Rewrite the lines starting with the line that contains "For every instance of the large" and going on through the line that contains "pixel 632 110", changing "drop one marker" to "place a single marker" and keeping everything else the same. Give only those lines.
── RECORDS TO PROCESS
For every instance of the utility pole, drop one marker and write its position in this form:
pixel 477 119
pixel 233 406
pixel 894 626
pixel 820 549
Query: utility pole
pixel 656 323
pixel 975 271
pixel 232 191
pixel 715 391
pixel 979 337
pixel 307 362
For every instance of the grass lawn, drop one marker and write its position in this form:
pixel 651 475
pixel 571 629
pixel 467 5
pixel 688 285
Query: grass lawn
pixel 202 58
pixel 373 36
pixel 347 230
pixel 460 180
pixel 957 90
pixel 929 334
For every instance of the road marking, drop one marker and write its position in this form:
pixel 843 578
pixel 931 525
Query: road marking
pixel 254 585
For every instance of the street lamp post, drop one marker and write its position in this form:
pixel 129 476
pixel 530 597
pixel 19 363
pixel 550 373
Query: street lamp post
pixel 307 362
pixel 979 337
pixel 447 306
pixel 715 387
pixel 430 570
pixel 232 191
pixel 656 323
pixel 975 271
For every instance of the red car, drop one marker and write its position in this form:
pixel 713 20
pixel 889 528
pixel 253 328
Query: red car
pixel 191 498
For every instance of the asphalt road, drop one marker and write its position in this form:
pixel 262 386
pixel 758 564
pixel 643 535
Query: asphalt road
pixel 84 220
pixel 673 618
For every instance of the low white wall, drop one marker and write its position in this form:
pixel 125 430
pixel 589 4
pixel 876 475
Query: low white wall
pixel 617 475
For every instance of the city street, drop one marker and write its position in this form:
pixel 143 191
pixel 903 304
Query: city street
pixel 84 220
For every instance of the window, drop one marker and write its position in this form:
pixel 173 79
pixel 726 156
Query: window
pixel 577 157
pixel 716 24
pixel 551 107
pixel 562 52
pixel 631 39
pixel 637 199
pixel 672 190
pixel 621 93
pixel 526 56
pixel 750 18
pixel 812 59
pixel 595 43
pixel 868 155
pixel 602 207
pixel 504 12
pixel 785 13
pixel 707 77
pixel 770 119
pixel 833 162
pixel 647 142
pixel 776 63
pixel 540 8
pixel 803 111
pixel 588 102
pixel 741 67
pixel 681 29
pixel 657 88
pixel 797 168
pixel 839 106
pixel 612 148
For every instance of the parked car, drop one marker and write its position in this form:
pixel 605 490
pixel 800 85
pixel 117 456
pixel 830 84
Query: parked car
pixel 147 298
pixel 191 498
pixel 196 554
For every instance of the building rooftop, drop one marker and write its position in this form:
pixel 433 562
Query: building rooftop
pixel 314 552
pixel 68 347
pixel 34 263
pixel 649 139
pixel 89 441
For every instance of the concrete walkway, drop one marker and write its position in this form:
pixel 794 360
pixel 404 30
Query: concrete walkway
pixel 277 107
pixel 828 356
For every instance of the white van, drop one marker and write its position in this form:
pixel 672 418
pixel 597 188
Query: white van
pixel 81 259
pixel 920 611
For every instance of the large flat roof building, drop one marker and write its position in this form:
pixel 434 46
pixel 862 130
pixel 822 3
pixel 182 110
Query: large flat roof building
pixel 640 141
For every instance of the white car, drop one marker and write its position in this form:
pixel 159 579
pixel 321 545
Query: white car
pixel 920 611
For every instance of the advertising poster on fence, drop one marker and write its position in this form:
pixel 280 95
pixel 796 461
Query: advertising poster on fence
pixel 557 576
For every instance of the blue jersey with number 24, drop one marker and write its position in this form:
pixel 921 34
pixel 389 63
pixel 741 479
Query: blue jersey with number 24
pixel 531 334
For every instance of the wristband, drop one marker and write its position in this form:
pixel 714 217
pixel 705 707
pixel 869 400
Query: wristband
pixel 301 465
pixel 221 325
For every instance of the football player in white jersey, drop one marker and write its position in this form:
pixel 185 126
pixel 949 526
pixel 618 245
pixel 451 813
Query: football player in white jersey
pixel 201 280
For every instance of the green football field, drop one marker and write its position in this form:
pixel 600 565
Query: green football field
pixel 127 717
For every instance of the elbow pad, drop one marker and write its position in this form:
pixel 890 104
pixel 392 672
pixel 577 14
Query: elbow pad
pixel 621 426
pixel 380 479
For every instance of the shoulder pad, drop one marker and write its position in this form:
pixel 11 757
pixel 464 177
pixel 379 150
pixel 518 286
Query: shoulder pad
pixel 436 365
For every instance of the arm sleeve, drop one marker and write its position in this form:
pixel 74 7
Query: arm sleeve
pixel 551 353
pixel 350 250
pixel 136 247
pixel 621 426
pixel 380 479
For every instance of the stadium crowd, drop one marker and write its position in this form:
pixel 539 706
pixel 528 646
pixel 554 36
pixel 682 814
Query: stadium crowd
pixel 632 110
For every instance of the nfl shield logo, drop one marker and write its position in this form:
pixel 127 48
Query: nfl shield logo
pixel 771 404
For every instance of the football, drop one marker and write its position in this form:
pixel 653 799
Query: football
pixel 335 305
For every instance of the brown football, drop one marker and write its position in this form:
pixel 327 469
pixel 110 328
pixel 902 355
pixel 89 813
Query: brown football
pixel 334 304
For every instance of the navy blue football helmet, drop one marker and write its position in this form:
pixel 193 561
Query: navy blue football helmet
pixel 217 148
────
◆ SOLVED PROBLEM ◆
For every instance of the large flat roof building, place a single marker and write its position in this form:
pixel 434 46
pixel 862 130
pixel 822 3
pixel 182 110
Query: large flat roof building
pixel 640 141
For every instance of the white car, place a single marker and write its position in this form:
pixel 159 579
pixel 321 545
Query: white car
pixel 920 611
For every instance of the advertising poster on fence, place a single marker and write its position in this form:
pixel 280 95
pixel 796 461
Query: advertising poster on fence
pixel 557 576
For every instance of the blue jersey with number 24, place a single marker and write its position in this form:
pixel 921 34
pixel 389 63
pixel 741 479
Query: blue jersey with number 24
pixel 531 334
For every instance of the wristband, place a single marker and write its position in this form:
pixel 714 217
pixel 705 707
pixel 869 400
Query: wristband
pixel 301 465
pixel 221 325
For every instance of the football player in white jersey, place a single marker and write its position in this form:
pixel 185 126
pixel 949 526
pixel 618 245
pixel 451 813
Query: football player in white jersey
pixel 201 280
For every instance of the green football field, place a single marker and write its position in this form:
pixel 600 565
Query: green football field
pixel 127 717
For every instance of the elbow pad, place a single marker and write its position in this form:
pixel 890 104
pixel 392 672
pixel 577 14
Query: elbow pad
pixel 621 426
pixel 380 479
For every instance of the shoulder pad, place a single marker and write its position in this form:
pixel 11 757
pixel 464 177
pixel 379 150
pixel 518 286
Query: shoulder pad
pixel 436 365
For every instance of the arm sleeve, place a single marker and write its position in this form:
pixel 74 7
Query: arm sleeve
pixel 551 353
pixel 350 250
pixel 136 247
pixel 621 426
pixel 380 479
For every instance of the stadium crowd, place a single marker and write its position in this form:
pixel 539 706
pixel 528 646
pixel 554 36
pixel 682 814
Query: stadium crowd
pixel 632 110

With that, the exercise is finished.